Pick up the essay on voting to push the pendulum toward working families where it stops, and keep writing it.

Text provided
▽
Each time we vote for candidates who are on our side when it comes to keeping good jobs in America, improving affordable health care and ensuring workers’ rights, we’re swinging the pendulum our way.

Pushing the pendulum


We know all too well that the pendulum has been swinging against America’s working class. Too many jobs are in jeopardy. Too many families are uninsured or underinsured while health care costs for everyone continue to rise. The U.S. trade deficit keeps growing. Pensions are under attack. College tuitions keep rising beyond the reach of our young people. And all of us are paying too much to fill our gas tanks.

Of course, there are no easy fixes to unfair trade policies, the health care crisis and the oil companies’ profiteering.

But there is one simple act that each of us can do: Vote on Nov. 7.

Each time we vote for candidates who are on our side when it comes to keeping good jobs in America, improving affordable health care and ensuring workers’ rights, we’re swinging the pendulum our way.

To make change, we first have to believe that change is possible.

Just look back to the presidential election of 1932 when people voted against Herbert Hoover more than they voted for Franklin D. Roosevelt. It was a time of homelessness and hopelessness. Voters were fed up with Hoover’s indifference to the poor and the unemployed and his failure to create jobs.
△
Supplied information
▽
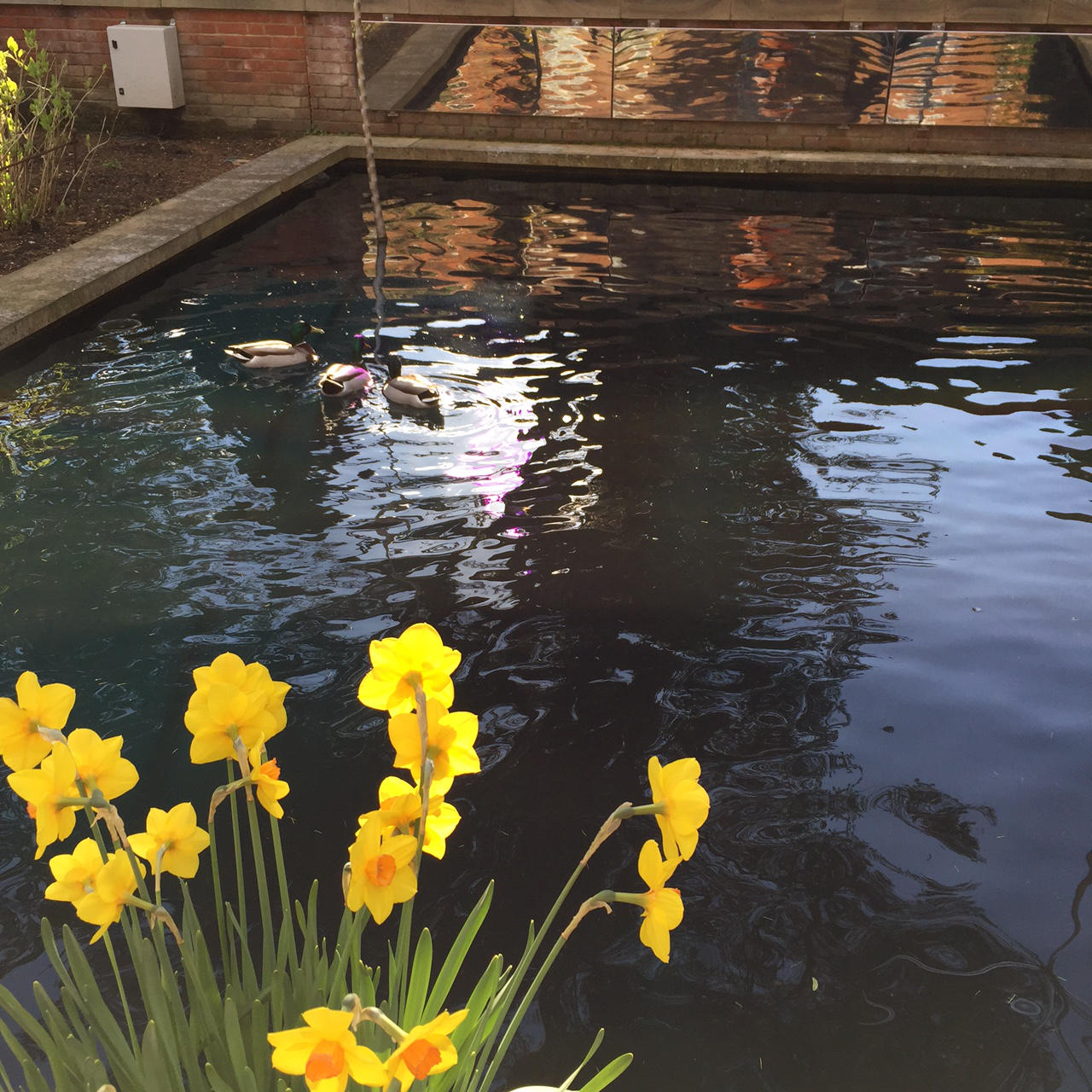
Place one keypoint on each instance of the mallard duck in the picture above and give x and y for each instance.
(279, 354)
(410, 391)
(344, 380)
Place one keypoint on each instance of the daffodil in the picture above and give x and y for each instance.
(176, 835)
(233, 700)
(74, 873)
(100, 764)
(400, 810)
(450, 744)
(681, 804)
(326, 1053)
(265, 778)
(662, 907)
(49, 792)
(381, 873)
(417, 656)
(426, 1049)
(22, 745)
(113, 887)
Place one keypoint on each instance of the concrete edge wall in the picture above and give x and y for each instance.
(55, 288)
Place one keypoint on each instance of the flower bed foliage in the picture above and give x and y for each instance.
(266, 1002)
(38, 133)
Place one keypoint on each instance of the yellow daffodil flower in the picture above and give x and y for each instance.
(22, 746)
(418, 654)
(112, 888)
(381, 873)
(450, 744)
(265, 778)
(100, 764)
(425, 1051)
(662, 905)
(682, 804)
(233, 700)
(74, 873)
(326, 1053)
(43, 790)
(400, 810)
(177, 835)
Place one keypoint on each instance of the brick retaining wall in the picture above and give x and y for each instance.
(288, 66)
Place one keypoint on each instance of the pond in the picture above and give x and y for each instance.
(799, 484)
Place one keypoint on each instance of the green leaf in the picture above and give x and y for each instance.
(160, 1072)
(235, 1048)
(456, 955)
(35, 1080)
(588, 1057)
(608, 1073)
(420, 974)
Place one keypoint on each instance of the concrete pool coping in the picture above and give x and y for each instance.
(48, 291)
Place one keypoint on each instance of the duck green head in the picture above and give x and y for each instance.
(363, 348)
(300, 328)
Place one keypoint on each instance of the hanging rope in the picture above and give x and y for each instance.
(369, 151)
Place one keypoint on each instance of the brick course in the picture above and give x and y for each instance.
(291, 70)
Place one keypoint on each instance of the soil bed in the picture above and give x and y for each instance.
(125, 175)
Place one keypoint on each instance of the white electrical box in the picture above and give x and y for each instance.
(147, 68)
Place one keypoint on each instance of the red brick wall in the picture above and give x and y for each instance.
(287, 71)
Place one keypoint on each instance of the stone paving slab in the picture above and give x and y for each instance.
(57, 287)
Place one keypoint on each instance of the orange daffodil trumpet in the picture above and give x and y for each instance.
(425, 1051)
(381, 869)
(410, 679)
(326, 1053)
(51, 794)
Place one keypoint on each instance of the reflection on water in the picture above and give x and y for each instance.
(526, 70)
(829, 78)
(799, 485)
(758, 75)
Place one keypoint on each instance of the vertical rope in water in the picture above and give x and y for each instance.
△
Result for this exercise
Those voters were ready for change, but even they could not have imagined that within only three years, President Roosevelt and Congress would enact Social Security, create thousands of civilian jobs rebuilding our infrastructure and ensure workers the right to organize.

This November if we elect candidates at all levels of government who stand with workers, then we know change is possible. Then we can tackle health care reform that benefits people, not the pharmaceutical companies; we can reform the tax code to stop incentives that encourage shifting production and jobs overseas; we can pass a minimum wage increase without a cynical attachment that helps the super-rich; and we can focus on those issues that unite us as a nation, not those that divide us.

One thing is for sure: That pendulum won’t swing our way without our push.